◆ Point annotation dataset records
+ + + + + + +
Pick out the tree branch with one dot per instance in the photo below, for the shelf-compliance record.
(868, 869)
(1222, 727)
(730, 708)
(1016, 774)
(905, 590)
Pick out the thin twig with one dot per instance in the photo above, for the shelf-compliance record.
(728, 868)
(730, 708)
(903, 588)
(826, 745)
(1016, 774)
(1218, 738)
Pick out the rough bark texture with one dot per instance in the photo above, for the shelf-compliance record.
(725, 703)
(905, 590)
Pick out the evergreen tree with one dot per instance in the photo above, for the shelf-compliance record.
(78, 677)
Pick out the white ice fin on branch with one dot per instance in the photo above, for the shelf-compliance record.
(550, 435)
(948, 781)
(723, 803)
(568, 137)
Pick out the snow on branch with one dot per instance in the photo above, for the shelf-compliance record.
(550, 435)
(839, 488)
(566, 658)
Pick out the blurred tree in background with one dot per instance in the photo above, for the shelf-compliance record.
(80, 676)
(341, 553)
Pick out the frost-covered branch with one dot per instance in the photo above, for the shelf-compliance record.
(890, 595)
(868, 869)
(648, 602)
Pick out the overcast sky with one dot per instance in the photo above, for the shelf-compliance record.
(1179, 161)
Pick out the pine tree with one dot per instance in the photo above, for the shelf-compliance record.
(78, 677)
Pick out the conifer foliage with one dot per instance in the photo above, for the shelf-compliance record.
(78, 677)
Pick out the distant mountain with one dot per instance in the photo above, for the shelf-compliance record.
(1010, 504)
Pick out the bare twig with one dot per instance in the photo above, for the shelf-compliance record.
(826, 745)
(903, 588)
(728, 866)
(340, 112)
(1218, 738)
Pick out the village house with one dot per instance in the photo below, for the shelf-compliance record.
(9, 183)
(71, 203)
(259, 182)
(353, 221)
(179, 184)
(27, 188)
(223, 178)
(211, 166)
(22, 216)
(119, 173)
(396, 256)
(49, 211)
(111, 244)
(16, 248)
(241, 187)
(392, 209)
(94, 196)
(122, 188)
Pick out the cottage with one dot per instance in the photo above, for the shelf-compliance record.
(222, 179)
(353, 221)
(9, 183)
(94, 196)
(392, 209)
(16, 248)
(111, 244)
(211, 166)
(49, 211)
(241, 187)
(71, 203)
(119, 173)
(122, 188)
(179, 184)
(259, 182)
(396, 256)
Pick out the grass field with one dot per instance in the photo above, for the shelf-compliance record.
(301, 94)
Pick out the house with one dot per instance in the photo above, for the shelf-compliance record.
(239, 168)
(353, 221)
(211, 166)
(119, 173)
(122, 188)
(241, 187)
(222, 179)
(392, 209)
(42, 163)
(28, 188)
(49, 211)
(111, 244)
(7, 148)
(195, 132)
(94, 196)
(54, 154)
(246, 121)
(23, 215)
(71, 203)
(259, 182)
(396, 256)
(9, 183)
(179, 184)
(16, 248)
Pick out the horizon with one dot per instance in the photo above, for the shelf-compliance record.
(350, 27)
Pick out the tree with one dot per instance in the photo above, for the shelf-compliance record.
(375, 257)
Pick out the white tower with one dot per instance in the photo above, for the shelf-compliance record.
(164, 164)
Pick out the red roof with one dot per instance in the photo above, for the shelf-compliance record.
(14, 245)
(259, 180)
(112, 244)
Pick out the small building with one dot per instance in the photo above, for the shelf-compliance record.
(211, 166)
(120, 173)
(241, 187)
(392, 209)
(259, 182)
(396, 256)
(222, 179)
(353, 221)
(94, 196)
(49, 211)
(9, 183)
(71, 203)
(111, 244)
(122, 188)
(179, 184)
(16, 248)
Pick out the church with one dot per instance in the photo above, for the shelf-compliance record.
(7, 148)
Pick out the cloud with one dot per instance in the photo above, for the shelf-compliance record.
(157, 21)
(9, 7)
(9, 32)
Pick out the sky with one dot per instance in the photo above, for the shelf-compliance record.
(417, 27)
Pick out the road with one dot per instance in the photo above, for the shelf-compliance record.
+ + + + + + +
◆ DIRECTION
Print the entries exactly. Include every one.

◆ RESULT FOR THIS TASK
Pick out the tree branch with one dot per instance in the photo below, for the shelf-compliance record.
(868, 869)
(1222, 727)
(730, 708)
(1016, 774)
(905, 590)
Pick out the thin twig with one dot per instance in the photo above, for the shelf-compliance record.
(728, 868)
(730, 708)
(903, 588)
(826, 745)
(1016, 774)
(1218, 738)
Pick out the rough bark texture with one dot per instance in the photo above, for the shelf-compliance record.
(725, 703)
(905, 590)
Pick out the evergreen tree with one dot per instance in the photo above, for the shelf-compliance record.
(78, 677)
Pick out the white ice fin on branch with one dot per instance in the photo above, for the shelf-compliance record.
(550, 435)
(948, 781)
(723, 803)
(568, 137)
Pick out the snow on branch with one dot per instance in the photo above, for the shelf-compliance record.
(550, 435)
(839, 488)
(566, 658)
Pick out the blurred tree in background with one dot per instance in the photo above, for the shelf-compliance record.
(80, 676)
(341, 553)
Pick out the frost-covered branch with one dot per instance in the photo above, for the shelf-compliance record.
(890, 595)
(868, 869)
(648, 602)
Pick out the overcast sky with one dot per instance in the photo above, for the shelf-compliance record.
(1179, 161)
Pick out the pine tree with one dot per instance in the photo above, for the shelf-compliance record.
(78, 677)
Pick out the conifer foliage with one dot per instance in the photo above, for the shelf-compliance record.
(78, 677)
Pick out the distant mountain with one dot per instance in the photo above, for the shelf-compliance record.
(1010, 504)
Pick out the bare twig with one dot per instance in the photo above, for the shelf-compliance record.
(826, 745)
(903, 588)
(728, 866)
(340, 112)
(1218, 738)
Pick out the village house with one dot per instance in the photo below, for the shelf-compliance record.
(9, 183)
(71, 203)
(259, 182)
(353, 221)
(179, 184)
(27, 188)
(223, 178)
(211, 166)
(22, 216)
(119, 173)
(396, 256)
(49, 211)
(111, 244)
(16, 248)
(241, 187)
(392, 209)
(94, 196)
(122, 188)
Pick out the cottage with one dot per instance in the photo above, for the shelf-compliance record.
(222, 179)
(353, 221)
(9, 183)
(94, 196)
(392, 209)
(16, 248)
(111, 244)
(211, 166)
(49, 211)
(241, 187)
(71, 203)
(119, 173)
(122, 188)
(179, 184)
(259, 182)
(396, 256)
Pick out the grass field with one dot per instance in the photo above, for the shelf-compliance record.
(301, 94)
Pick out the house with one dot per instance in the photo above, for the shelf-compliance record.
(239, 168)
(353, 221)
(211, 166)
(119, 173)
(122, 188)
(241, 187)
(222, 179)
(392, 209)
(42, 163)
(28, 188)
(49, 211)
(111, 244)
(7, 148)
(195, 132)
(94, 196)
(54, 154)
(246, 121)
(23, 215)
(71, 203)
(259, 182)
(396, 256)
(9, 183)
(179, 184)
(16, 248)
Pick out the horizon with one dot per instance in the photo above, for the shelf-compliance record.
(350, 27)
Pick out the tree with one dot per instance in the photo above, for the shelf-compliance record.
(375, 257)
Pick out the white tower with one dot per instance in the photo above, for the shelf-compliance record.
(164, 164)
Pick out the red roof with one dot per instance in the photo above, for the shelf-compliance record.
(14, 245)
(259, 180)
(112, 244)
Pick out the small building with one dot per instance in the photo above, for the shelf-compliance record.
(211, 166)
(120, 173)
(241, 187)
(392, 209)
(259, 182)
(396, 256)
(222, 179)
(353, 221)
(94, 196)
(49, 211)
(9, 183)
(71, 203)
(111, 244)
(122, 188)
(179, 184)
(16, 248)
Pick out the church with one dot per instance in the photo above, for the shelf-compliance record.
(7, 148)
Pick out the cloud with one dot per instance in the photo above, for the shelf-compliance record.
(157, 21)
(9, 7)
(9, 32)
Pick out the sky with one dot per instance in the photo above, for the shelf-compliance record.
(417, 27)
Pick out the road with one dot per instance in the photo above, for the shelf-compliance record.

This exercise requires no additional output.